- [PASSAGE PROVIDED]:
## start

Ciaran Foy’s franchise continuation hits the key beats of the first film efficiently and effectively enough, shifting the focus to a young boy haunted by nightmares, and a private investigator (Ransone, reprising his earlier role) attempting to break the chain of the boogeyman Bughuul (think Saw’s Jigsaw crossed with the lead guitarist from Slipknot).

Tormented by a cluster of creepy ghost children, the boy is coaxed down to the basement of his creaking poorly-lit farmhouse (where else?), night after night. There, the creepy ghost child leader – adorned in a spiffy sweater-vest-and-tie combo, the preferred uniform of all creepy ghost children – implores him to watch old home movies on a vintage projector.

These home movies all initially depict the quintessence of the nuclear family: a fishing trip, a new home, a Christmas morning. Invariably, these wholesome harmonies are abruptly and brutally shattered by elaborate scenes of mass murder – crucifixion, arson, electrocution – orchestrated by Bughuul’s omnipresent influence.

Though not exactly the first to harness grainy old-school film as a tool of horror, there is undeniably something profoundly disturbing about these sequences. The flicker of the projector, the wobbly homemade camerawork, the unheard screams: it all makes for a visceral, unsettling experience.

But overall, the film seems to be in thrall to scares, not characters. Its predecessor delved into themes of obsession, mystery, and common parental anxieties – themes retrodden ever so lightly here.

Too often, it resorts to tactics as cheap and as predictable as a travelling fairground ghost train. While the first Sinister was B-movie horror with A-movie aspirations, this seems fairly happy to wear its B-movie stripes firmly on its sleeve. Workmanlike without ever threatening to be remarkable, it really was only a question of where and when.

## end

- [GOAL 1]: Duplicate the horror film review word for word, starting at "Though not exactly" and ending at "where and when.".
- [GOAL 2]: Using the horror film review, decide whether each statement agrees with it, answering yes or no and quoting the words that settle it: (a) The boy is lured up to the attic of his farmhouse. (b) One of the home movies shows a fishing trip. (c) The private investigator is played by Ransone, returning to an earlier role.
- [GOAL 3]: According to the horror film review, what outfit does the leader of the creepy ghost children wear?
The records that come next have nothing to do with the review above.

- [RECORD EXCERPTS]:
## start

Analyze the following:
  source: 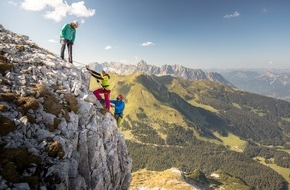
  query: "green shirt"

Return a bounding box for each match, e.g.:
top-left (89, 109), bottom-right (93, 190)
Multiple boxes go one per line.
top-left (60, 24), bottom-right (76, 42)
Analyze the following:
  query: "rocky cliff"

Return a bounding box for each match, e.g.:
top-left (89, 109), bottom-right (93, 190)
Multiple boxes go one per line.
top-left (0, 25), bottom-right (132, 190)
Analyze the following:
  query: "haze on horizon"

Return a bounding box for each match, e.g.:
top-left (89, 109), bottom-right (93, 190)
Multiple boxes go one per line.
top-left (0, 0), bottom-right (290, 69)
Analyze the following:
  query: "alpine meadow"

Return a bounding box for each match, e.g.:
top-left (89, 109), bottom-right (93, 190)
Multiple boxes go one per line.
top-left (112, 73), bottom-right (290, 189)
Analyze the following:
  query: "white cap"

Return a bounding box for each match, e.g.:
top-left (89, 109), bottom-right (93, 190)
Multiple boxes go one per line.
top-left (103, 67), bottom-right (108, 73)
top-left (72, 20), bottom-right (79, 26)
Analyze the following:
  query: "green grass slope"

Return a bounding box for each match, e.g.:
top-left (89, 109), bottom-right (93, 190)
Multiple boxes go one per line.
top-left (111, 74), bottom-right (290, 189)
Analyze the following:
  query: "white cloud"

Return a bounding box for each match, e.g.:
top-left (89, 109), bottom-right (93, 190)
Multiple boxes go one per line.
top-left (263, 8), bottom-right (268, 13)
top-left (224, 11), bottom-right (240, 19)
top-left (21, 0), bottom-right (46, 11)
top-left (69, 1), bottom-right (95, 17)
top-left (105, 46), bottom-right (112, 50)
top-left (8, 1), bottom-right (17, 6)
top-left (21, 0), bottom-right (95, 23)
top-left (141, 42), bottom-right (155, 46)
top-left (48, 39), bottom-right (58, 44)
top-left (44, 4), bottom-right (70, 22)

## end

- [WRITTEN ANSWER 1]:
Though not exactly the first to harness grainy old-school film as a tool of horror, there is undeniably something profoundly disturbing about these sequences. The flicker of the projector, the wobbly homemade camerawork, the unheard screams: it all makes for a visceral, unsettling experience.

But overall, the film seems to be in thrall to scares, not characters. Its predecessor delved into themes of obsession, mystery, and common parental anxieties – themes retrodden ever so lightly here.

Too often, it resorts to tactics as cheap and as predictable as a travelling fairground ghost train. While the first Sinister was B-movie horror with A-movie aspirations, this seems fairly happy to wear its B-movie stripes firmly on its sleeve. Workmanlike without ever threatening to be remarkable, it really was only a question of where and when.

- [WRITTEN ANSWER 2]:
(a) No: "the boy is coaxed down to the basement of his creaking poorly-lit farmhouse"
(b) Yes: "a fishing trip, a new home, a Christmas morning"
(c) Yes: "Ransone, reprising his earlier role"

- [WRITTEN ANSWER 3]: A spiffy sweater-vest-and-tie combo.